# [Exercise objective]
Copy every one of the records below line for line, without changing a single character.

# [Dataset records]
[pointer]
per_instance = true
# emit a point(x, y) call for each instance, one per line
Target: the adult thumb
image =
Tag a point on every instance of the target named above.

# [Solution to the exercise]
[pointer]
per_instance = true
# emit a point(x, y) call for each instance, one per line
Target: the adult thumb
image =
Tag a point on every instance of the target named above.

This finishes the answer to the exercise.